_Records for this task_:
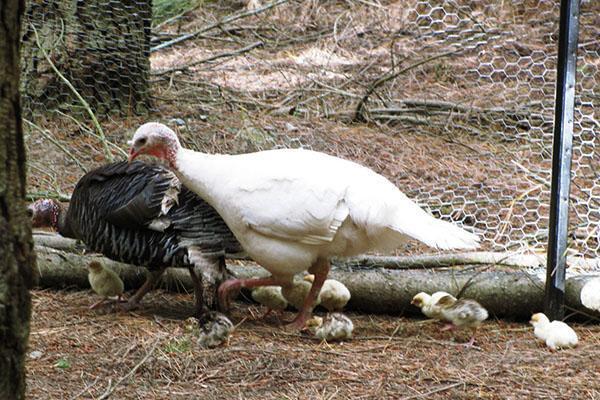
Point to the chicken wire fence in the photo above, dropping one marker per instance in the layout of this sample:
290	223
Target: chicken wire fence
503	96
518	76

==

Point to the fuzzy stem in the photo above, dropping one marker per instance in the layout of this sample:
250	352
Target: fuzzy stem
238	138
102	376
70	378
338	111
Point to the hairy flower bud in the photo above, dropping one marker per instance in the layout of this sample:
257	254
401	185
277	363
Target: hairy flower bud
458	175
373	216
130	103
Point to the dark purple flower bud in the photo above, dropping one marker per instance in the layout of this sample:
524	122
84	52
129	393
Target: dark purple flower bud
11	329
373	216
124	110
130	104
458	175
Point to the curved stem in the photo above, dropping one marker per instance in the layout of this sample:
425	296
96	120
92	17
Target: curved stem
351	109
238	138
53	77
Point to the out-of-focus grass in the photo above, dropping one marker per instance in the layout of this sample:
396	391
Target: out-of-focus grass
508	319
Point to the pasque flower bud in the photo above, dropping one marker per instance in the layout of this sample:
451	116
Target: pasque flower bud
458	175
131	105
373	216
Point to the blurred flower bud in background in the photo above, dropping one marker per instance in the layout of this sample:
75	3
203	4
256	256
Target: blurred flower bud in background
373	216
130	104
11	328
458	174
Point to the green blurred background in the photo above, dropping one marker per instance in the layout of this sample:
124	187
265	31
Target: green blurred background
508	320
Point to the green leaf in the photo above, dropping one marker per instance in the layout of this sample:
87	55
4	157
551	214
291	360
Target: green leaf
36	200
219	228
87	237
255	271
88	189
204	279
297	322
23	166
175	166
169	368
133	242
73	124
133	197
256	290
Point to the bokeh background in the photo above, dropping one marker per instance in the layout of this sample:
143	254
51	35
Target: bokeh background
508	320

_What you will do_:
Note every line of the entries in which "above" appears, and copy it down.

_Solution for this task_:
Point to the chicken wire fence in the photo above, dropping one marker per instance in the layout of this sample:
Point to the fuzzy stem in the photo above, dropping one marker per instance in the layout of this sample:
Point to the hairy flower bud in the photo above, dropping one marker per instance in the layout of this sample:
Point to the dark purple flower bud in the photo above, dropping one marker per instance in the layout of this sample:
Point to the curved stem in the photo above, dropping one marker per instance in the layout of this sample:
Point to the out-of-focus grass in the photo above, dropping one marker per instance in the layout of this sample:
Point to the pasque flower bud in the photo above, dropping one marker per instance in the layout of this sample:
Point to the blurred flower bud in background in the photo above, dropping one marker per instance in the layout of this sample:
Point to the green blurred background in the photo above, dropping one marker per instance in the layout of this sample:
Point to the green leaf in the photo above, dropping one marker per instance in the layout of this sample:
Point to the bokeh background in the photo above, dropping one marker per instance in the layout of this sample:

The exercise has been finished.